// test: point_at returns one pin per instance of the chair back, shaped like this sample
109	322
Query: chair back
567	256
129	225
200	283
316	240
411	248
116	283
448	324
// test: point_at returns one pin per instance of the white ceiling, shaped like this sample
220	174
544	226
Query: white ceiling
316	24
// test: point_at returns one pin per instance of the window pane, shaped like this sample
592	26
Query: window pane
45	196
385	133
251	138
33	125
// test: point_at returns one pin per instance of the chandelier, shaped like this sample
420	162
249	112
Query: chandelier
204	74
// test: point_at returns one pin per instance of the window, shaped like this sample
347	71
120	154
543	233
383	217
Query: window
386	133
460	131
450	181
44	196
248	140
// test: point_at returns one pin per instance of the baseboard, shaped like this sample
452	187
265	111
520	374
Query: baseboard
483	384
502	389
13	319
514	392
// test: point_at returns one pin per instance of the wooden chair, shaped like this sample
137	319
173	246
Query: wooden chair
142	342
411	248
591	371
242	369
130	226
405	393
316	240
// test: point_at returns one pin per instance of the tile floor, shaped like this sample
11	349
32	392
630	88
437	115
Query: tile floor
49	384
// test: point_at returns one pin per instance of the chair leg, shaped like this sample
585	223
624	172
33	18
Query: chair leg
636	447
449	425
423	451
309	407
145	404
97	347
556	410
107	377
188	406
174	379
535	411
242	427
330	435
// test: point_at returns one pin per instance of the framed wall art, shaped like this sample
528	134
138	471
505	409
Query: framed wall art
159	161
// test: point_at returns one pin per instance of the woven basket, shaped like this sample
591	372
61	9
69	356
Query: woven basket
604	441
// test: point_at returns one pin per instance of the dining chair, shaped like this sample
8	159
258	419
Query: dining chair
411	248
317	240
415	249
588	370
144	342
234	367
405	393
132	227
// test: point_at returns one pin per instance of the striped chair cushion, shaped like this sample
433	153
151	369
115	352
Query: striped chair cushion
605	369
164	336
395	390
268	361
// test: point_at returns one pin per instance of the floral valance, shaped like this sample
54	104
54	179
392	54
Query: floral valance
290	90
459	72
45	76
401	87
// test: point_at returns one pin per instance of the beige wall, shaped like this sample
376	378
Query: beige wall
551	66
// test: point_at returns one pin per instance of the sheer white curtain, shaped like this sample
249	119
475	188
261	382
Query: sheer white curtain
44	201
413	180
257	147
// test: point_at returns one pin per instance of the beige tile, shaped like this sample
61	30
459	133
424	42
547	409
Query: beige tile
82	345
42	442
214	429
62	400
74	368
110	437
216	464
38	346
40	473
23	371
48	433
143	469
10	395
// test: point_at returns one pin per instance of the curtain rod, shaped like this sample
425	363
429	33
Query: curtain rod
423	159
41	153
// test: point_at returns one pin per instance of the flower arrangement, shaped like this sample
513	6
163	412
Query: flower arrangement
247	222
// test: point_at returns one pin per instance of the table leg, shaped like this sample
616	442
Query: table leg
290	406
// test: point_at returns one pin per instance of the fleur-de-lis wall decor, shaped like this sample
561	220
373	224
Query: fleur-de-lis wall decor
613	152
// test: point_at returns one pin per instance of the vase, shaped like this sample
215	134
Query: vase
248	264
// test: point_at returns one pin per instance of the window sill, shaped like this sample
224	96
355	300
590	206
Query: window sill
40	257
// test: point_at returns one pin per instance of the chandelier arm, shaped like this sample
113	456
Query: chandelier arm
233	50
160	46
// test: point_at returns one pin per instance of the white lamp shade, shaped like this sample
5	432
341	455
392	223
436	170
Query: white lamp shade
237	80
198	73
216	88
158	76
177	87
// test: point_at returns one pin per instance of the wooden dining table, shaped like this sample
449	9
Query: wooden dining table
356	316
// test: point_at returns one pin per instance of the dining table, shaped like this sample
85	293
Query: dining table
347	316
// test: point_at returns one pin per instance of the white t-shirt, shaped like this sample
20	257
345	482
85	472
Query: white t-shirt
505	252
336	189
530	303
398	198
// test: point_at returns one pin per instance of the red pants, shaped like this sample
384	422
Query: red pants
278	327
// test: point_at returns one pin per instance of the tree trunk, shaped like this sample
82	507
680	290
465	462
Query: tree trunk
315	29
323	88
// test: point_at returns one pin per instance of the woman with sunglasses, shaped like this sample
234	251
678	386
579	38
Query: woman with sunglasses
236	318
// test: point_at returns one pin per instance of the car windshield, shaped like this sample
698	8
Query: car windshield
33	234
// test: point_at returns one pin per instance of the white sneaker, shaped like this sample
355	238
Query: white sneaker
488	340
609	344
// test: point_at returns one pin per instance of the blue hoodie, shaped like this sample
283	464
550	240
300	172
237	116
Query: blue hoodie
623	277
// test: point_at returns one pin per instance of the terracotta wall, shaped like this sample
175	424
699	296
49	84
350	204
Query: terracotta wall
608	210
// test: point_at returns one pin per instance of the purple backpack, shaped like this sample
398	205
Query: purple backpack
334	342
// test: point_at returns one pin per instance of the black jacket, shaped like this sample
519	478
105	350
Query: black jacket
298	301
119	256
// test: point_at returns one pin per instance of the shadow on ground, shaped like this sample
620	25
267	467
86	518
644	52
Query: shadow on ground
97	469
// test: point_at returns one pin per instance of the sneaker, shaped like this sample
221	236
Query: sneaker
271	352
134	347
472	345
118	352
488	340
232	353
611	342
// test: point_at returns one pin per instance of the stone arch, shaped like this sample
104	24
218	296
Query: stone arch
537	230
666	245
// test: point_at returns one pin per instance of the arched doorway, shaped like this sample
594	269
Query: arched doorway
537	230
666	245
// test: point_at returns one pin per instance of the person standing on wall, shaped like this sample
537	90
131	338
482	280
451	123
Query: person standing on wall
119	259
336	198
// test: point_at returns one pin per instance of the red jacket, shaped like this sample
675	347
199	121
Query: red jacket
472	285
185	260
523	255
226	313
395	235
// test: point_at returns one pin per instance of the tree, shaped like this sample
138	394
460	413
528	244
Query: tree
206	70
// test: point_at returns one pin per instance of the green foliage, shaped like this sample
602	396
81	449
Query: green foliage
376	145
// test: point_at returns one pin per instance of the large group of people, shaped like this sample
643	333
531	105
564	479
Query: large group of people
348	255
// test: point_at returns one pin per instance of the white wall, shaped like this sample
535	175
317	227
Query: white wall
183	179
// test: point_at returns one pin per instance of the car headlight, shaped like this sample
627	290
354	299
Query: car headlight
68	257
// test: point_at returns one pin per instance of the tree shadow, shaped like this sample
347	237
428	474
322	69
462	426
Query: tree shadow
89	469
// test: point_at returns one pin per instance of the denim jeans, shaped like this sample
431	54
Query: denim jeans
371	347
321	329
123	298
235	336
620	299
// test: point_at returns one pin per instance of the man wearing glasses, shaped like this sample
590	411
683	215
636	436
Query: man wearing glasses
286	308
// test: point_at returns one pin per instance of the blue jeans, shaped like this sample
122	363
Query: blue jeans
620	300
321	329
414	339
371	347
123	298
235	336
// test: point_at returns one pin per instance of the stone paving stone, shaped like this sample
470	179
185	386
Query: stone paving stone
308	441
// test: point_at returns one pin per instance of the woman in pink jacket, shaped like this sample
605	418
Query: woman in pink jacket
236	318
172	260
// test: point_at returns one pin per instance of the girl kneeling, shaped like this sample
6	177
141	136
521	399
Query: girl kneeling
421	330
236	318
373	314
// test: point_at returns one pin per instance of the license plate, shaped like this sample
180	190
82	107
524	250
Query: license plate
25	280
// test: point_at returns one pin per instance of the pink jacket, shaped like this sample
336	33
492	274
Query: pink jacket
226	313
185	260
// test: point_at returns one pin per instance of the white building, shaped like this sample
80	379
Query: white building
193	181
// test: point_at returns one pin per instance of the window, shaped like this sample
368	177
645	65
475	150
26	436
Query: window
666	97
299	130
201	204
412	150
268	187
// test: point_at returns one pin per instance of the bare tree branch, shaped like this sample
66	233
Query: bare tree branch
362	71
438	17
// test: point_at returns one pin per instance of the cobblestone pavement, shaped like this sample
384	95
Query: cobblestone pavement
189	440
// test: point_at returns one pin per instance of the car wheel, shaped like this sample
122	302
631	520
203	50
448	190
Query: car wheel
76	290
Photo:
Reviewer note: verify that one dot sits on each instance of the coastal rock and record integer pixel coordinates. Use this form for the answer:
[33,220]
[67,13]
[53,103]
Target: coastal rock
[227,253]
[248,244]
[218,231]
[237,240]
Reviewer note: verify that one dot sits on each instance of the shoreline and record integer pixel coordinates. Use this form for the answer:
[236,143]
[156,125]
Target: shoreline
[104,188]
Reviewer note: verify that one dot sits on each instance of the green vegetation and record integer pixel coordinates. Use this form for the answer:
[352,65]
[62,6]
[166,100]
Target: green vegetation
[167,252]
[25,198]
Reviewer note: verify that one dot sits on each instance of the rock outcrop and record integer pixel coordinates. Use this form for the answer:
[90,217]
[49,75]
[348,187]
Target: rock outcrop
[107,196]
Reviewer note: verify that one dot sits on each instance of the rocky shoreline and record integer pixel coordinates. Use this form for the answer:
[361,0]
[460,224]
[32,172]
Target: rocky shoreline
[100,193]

____

## Exercise directions:
Repeat exactly the lines from the first line of the records above through the line containing "ceiling, shaped like this sample", both included, and nothing else.

## Exercise solution:
// test: point_at returns one pin per instance of the chair back, shaped like this sample
109	322
Query: chair back
567	256
129	225
200	283
316	240
411	248
116	283
448	324
// test: point_at returns one pin per instance of the white ceiling, shaped like this sample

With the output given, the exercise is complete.